TASK A: According to the passage, which joypad value shows that the hardware is a Gameboy Player?

Code Format (ttaaaaaa xxxxyyzz)
 adr mask = 003FFFFF
 n/a mask = 00C00000 ;not used
 xtr mask = 01000000 ;used only by I/O write, and MSB of Hook
 siz mask = 06000000
 typ mask = 38000000 ;0=normal, other=conditional
 sub mask = C0000000

Pro Action Replay V3 Encryption
Works exactly as for Gameshark Encryption, but with different initial seeds,
  S0=7AA9648Fh S1=7FAE6994h S2=C0EFAAD5h S3=42712C57h
And, the T1 and T2 translation tables are different, too.

  GBA Gameboy Player

The Gameboy Player is an "adapter" for the Gamecube console. It's basicly is a GBA in a black box without LCD screen and without buttons, connected to an expansion port at the bottom of the Gamecube. The Gamecube is then capturing the GBA video output (and passing it to the television set), and in the other direction, passing the Gamecube joypad input to the GBA inputs.

Unlocking and Detecting Gameboy Player Functions
Both unlocking and detection requires to display the 240x160 pixel Gameboy Player logo (44 colors) for a number of frames... maybe at least 3-4 frames? not sure if it checks the color of the logo... so maybe it can be hidden by using dark gray on black background?
While displaying this logo, the joypad data will switch between values 03FFh (2 frames duration) and 030Fh (1 frame duration). The latter value (left, right, up, down all pressed) indicates that it's a Gameboy Player.

Knowing Nintendo, they've probably not reproduced the blurred GBA colors (?), so the games won't look as desired on the TV screen. Unless the game does detect the Gameboy Player, and adjust the colors accordingly by software.

The only known existing special function is the joypad rumble function, controlled by sending data through the serial port (the normal GBA port, even though it also has the connectors).

The Game Boy Player added a rumble feature to certain Game Boy Advance games when played with a GameCube controller. Those games included:
 Drill Dozer (supports BOTH handheld-rumble and GBP-rumble?)

TASK B: Count the lines in the rows below that contain the string "wall". Give only the number.

DATA SECTION:
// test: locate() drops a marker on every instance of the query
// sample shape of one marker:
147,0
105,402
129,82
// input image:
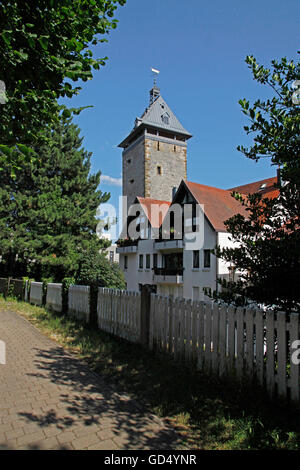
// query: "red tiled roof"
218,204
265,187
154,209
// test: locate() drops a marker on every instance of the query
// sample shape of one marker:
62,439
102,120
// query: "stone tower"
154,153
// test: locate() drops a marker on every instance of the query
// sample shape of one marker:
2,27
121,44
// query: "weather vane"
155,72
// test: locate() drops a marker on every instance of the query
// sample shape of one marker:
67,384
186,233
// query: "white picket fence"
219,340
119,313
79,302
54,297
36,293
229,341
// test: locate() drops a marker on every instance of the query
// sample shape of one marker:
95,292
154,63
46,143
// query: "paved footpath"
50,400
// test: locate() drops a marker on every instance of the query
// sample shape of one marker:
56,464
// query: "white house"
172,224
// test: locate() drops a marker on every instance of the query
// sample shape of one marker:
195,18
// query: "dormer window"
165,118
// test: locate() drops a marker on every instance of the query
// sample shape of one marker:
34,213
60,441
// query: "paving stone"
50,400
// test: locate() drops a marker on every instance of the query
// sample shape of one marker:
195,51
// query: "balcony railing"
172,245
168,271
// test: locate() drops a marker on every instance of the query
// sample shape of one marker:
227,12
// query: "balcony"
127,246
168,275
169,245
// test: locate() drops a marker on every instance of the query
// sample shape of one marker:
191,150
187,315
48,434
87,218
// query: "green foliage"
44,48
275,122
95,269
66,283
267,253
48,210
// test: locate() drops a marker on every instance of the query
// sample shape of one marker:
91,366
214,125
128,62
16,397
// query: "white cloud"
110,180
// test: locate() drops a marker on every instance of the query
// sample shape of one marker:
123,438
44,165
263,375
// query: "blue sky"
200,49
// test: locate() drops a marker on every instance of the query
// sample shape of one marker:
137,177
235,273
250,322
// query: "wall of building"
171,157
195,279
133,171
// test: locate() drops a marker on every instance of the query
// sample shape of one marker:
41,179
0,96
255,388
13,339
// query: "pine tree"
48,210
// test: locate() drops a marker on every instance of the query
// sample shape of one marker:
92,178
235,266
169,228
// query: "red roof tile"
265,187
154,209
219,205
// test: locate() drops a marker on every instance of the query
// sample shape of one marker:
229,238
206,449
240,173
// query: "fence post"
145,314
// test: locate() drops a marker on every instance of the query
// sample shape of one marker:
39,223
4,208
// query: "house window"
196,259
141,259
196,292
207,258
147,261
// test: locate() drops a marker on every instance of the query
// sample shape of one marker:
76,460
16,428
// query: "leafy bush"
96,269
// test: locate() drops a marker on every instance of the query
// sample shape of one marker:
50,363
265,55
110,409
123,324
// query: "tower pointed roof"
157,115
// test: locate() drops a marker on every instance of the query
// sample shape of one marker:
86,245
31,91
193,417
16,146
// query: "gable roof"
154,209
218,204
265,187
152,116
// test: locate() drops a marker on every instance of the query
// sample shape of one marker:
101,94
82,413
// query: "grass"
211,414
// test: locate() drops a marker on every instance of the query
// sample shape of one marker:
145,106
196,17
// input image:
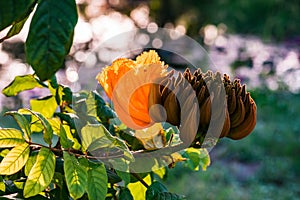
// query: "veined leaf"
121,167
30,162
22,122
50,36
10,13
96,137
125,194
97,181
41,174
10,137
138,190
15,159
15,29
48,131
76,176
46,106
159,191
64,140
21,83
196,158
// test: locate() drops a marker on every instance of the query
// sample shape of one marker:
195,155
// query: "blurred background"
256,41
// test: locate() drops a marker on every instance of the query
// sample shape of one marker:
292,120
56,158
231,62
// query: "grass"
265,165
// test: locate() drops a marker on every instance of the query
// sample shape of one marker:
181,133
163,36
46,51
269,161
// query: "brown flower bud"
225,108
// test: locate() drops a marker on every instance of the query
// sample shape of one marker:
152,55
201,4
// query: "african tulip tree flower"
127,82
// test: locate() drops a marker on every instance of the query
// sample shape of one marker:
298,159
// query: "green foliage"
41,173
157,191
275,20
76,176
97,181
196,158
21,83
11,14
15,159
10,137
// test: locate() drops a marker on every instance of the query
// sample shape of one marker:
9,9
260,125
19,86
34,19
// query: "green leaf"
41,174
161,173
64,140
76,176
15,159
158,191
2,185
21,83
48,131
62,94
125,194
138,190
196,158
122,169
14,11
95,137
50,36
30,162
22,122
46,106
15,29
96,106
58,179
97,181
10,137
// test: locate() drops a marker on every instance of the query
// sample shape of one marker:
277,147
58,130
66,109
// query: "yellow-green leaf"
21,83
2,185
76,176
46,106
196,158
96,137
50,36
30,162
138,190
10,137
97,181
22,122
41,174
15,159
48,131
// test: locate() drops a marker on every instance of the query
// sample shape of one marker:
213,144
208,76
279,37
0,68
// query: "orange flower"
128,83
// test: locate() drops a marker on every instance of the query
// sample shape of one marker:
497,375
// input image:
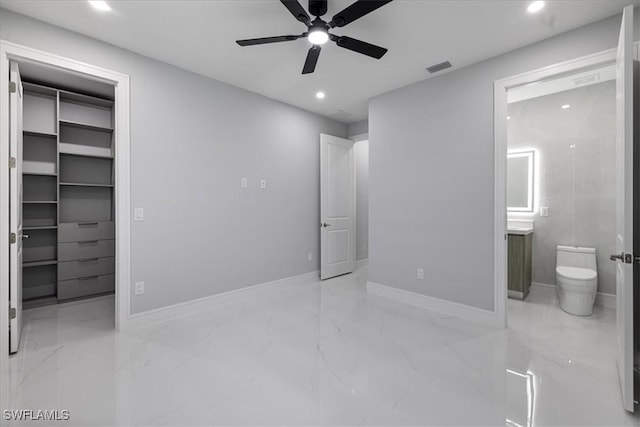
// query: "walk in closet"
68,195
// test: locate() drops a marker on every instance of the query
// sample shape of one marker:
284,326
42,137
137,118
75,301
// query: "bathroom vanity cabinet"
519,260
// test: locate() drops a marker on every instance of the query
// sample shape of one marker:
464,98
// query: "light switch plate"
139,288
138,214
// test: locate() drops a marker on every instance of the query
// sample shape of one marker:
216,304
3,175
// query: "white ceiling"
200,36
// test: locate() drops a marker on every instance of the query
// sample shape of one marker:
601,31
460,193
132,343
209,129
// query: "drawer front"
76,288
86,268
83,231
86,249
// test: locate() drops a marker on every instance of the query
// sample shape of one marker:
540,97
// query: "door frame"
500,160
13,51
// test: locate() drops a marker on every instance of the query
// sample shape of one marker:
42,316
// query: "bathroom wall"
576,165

PROBLEM SOLUTION A: 030Fh

PROBLEM SOLUTION B: 2